╭──

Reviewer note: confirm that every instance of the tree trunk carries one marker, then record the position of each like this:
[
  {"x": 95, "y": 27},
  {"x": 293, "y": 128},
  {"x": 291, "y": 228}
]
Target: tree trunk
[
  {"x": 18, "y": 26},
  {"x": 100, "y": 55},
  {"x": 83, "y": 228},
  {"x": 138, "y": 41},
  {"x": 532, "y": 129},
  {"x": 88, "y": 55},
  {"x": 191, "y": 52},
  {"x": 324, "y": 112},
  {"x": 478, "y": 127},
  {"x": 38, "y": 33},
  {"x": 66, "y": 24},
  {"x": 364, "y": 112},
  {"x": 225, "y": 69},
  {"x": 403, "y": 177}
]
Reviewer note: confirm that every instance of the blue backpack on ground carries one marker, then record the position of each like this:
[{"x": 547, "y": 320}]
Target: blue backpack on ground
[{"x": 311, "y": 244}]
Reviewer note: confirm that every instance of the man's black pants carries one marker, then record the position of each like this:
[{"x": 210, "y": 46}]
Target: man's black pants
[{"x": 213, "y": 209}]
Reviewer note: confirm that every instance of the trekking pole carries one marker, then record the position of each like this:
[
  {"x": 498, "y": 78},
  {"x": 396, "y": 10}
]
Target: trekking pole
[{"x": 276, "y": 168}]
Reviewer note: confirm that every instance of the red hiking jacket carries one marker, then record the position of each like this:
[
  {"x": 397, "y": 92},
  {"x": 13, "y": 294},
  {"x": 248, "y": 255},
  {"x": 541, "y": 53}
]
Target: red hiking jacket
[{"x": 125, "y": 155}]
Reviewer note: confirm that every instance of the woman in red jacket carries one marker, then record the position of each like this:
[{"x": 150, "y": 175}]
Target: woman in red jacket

╰──

◆ REQUEST
Convert all of the data above into a Markdown table with two columns, Row and Line, giving each line its own numbered row and omitting blank lines.

◆ ANSWER TO THIS PROBLEM
| Row | Line |
|---|---|
| 1 | Reviewer note: confirm that every instance of the tree trunk carries one marker, then record the position of each like this: |
| 2 | [ |
| 3 |   {"x": 95, "y": 27}, |
| 4 |   {"x": 293, "y": 128}, |
| 5 |   {"x": 291, "y": 228} |
| 6 | ] |
| 7 | Target: tree trunk |
| 8 | [ |
| 9 |   {"x": 18, "y": 26}, |
| 10 |   {"x": 100, "y": 55}, |
| 11 |   {"x": 83, "y": 228}, |
| 12 |   {"x": 138, "y": 41}, |
| 13 |   {"x": 532, "y": 129}, |
| 14 |   {"x": 88, "y": 55}, |
| 15 |   {"x": 191, "y": 52}, |
| 16 |   {"x": 324, "y": 112}, |
| 17 |   {"x": 478, "y": 127}, |
| 18 |   {"x": 38, "y": 33}, |
| 19 |   {"x": 66, "y": 24}, |
| 20 |   {"x": 364, "y": 112}, |
| 21 |   {"x": 225, "y": 69}, |
| 22 |   {"x": 403, "y": 177} |
| 23 | ] |
| 24 | Reviewer note: confirm that every instance of the blue backpack on ground carries one marker, then record the position of each like this: |
| 25 | [{"x": 547, "y": 320}] |
| 26 | Target: blue backpack on ground |
| 27 | [{"x": 311, "y": 244}] |
| 28 | Reviewer note: confirm that every instance of the man's black pants carries one marker, then record the position of each like this: |
| 29 | [{"x": 210, "y": 46}] |
| 30 | Target: man's black pants |
| 31 | [{"x": 213, "y": 209}] |
| 32 | Reviewer note: confirm that every instance of the trekking pole carries one marker, then record the position of each like this: |
| 33 | [ |
| 34 |   {"x": 498, "y": 78}, |
| 35 |   {"x": 396, "y": 10} |
| 36 | ] |
| 37 | Target: trekking pole |
| 38 | [{"x": 276, "y": 168}] |
| 39 | Reviewer note: confirm that every instance of the red hiking jacket carries one marker, then record the position of each like this: |
| 40 | [ |
| 41 |   {"x": 397, "y": 92}, |
| 42 |   {"x": 13, "y": 294}, |
| 43 |   {"x": 248, "y": 255}, |
| 44 |   {"x": 541, "y": 53} |
| 45 | ] |
| 46 | Target: red hiking jacket |
| 47 | [{"x": 125, "y": 155}] |
| 48 | Reviewer note: confirm that every instance of the woman in red jacket carries one marker, then record the position of each like this: |
| 49 | [{"x": 150, "y": 175}] |
| 50 | Target: woman in red jacket |